## Required action 1
In the Kellerman appeal excerpt, do the following statements agree with the text? Answer yes or no for each and quote the deciding words. (a) The appeal was argued on March 30, 2009. (b) The order under appeal granted summary judgment in favor of the plaintiff. (c) The case came up from the Law Division in Camden County.
## Required action 2
According to the Kellerman appeal excerpt, which judges heard the appeal?
## Required action 3
Continue the Kellerman appeal excerpt from its final sentence, "We affirm."

August 4, 2009
ALAN KELLERMAN, M.D., PLAINTIFF-APPELLANT,
VIRTUA WEST JERSEY HOSPITAL, A MEMBER OF THE VIRTUA WEST JERSEY HEALTH SYSTEM, INC.; VIRTUA WEST JERSEY HEALTH SYSTEM, INC.; VIRTUA HEALTH, INC.; PHILIP ARONOW, M.D.; GREG BUSH, V.P. OF MEDICAL AFFAIRS/MEDICAL DIRECTOR; CHRIS CHEKOURAS, C.E.O.; ROBERT DIRENZO, M.D.; JAMES P. DWYER, M.D.; STEPHEN GADOMSKI, M.D.; WILLIAM MOROWITZ, M.D.; RICHARD MILLER, C.E.O.; DONALD ORTH, M.D.; BRADFORD J. PORTER, D.D.S.; JOSEPH REICHMAN, M.D.; ALLEN SALAM, M.D.; HOWARD WINTER, M.D.; HELEN ORTIZ, R.N.; CATHY HUGHES, R.N.; AND CATHY SALVATI, DEFENDANTS-RESPONDENTS.
On appeal from the Superior Court of New Jersey, Law Division, Camden County, Docket No. L-1252-08.
NOT FOR PUBLICATION WITHOUT THE APPROVAL OF THE APPELLATE DIVISION
Argued March 30, 2009
Before Judges Lisa, Sapp-Peterson and Alvarez.
In this appeal, plaintiff, Alan Kellerman, M.D., appeals from the June 23, 2008 order granting summary judgment in favor of defendants: Virtua West Jersey Hospital, a member of the Virtua West Jersey Health System, Inc.; Virtua West Jersey Health System, Inc.; Virtua Health, Inc.; Philip Aronow, M.D.; Greg Bush, Vice President of Medical Affairs/Medical Director; Chris Chekouras, C.E.O.; Robert DiRenzo, M.D.; James P. Dwyer, M.D.; Stephen Gadomski, M.D.; William Morowitz, M.D.; Richard Miller, C.E.O.; Donald Orth, M.D.; Bradford J. Porter, D.D.S.; Joseph Reichman, M.D.; Allen Salam, M.D.; Howard Winter, M.D.; Helen Ortiz, R.N.; Cathy Hughes, R.N.; and Cathy Salvati. We affirm.

## Given records
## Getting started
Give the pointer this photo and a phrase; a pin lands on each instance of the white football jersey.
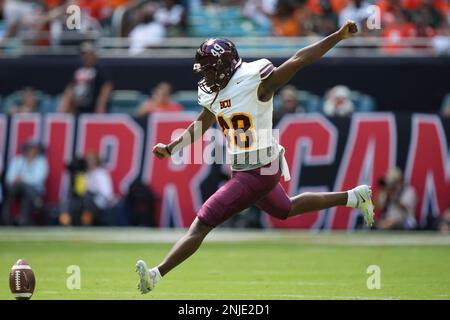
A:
(245, 120)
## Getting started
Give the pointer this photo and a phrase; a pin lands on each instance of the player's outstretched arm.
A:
(195, 130)
(302, 58)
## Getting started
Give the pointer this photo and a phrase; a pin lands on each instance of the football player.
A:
(239, 96)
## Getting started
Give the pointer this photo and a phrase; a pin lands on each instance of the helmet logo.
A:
(218, 50)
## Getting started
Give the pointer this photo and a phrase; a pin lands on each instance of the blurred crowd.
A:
(147, 23)
(91, 90)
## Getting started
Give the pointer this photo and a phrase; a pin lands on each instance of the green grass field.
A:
(232, 265)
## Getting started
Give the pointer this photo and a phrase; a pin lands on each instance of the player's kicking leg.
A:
(238, 193)
(182, 250)
(278, 204)
(359, 198)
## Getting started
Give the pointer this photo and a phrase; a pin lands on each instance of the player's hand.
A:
(348, 30)
(160, 151)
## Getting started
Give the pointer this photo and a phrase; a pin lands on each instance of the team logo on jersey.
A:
(225, 104)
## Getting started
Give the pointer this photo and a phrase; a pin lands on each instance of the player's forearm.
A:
(315, 51)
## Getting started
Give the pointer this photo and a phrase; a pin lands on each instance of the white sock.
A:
(158, 275)
(351, 199)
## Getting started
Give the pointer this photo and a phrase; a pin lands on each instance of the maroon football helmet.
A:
(216, 60)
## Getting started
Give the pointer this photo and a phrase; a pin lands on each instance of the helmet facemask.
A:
(216, 61)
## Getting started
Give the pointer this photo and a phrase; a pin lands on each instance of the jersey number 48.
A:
(238, 129)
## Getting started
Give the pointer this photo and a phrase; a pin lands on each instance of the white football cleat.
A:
(364, 203)
(146, 277)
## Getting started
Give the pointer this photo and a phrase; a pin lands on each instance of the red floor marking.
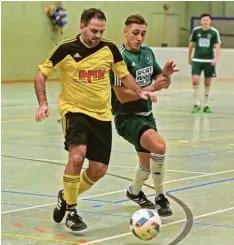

## Task answer 1
(a) Yes: "Argued March 30, 2009"
(b) No: "granting summary judgment in favor of defendants"
(c) Yes: "Superior Court of New Jersey, Law Division, Camden County"

## Task answer 2
Judges Lisa, Sapp-Peterson and Alvarez heard the appeal.

## Task answer 3
Plaintiff, a board-certified internist and a fellow of the American College of Physicians, has been practicing medicine for more than thirty-seven years. Until December 18, 2007, he held a medical staff membership and clinical privileges at Virtua West Jersey Hospital. On June 2, 2000, the Vice President of Medical Affairs at the hospital, defendant Joseph H. Reichman, M.D., informed plaintiff that "a pattern of disruptive behavior [had] been identified" and that plaintiff would be suspended if he did not "behave in a professional and cooperative manner." Plaintiff was summarily suspended on November 11, 2002, for thirteen days due to unprofessional conduct. Over the next four years, Dr. Reichman continued to receive complaints related to plaintiff's clinical practice and behavior at the clinic. Because of the number of complaints Dr. Reichman received from both staff and patients, on July 17, 2006, he informed plaintiff by letter that plaintiff must enroll in and be evaluated by the Professional Assistance Program of New Jersey by August 1, 2006, and that his failure to enroll in the program would result in summary suspension. Plaintiff did not enroll in the program but offered to explain his practices before the Medical Executive Committee (MEC), which declined plaintiff's offer.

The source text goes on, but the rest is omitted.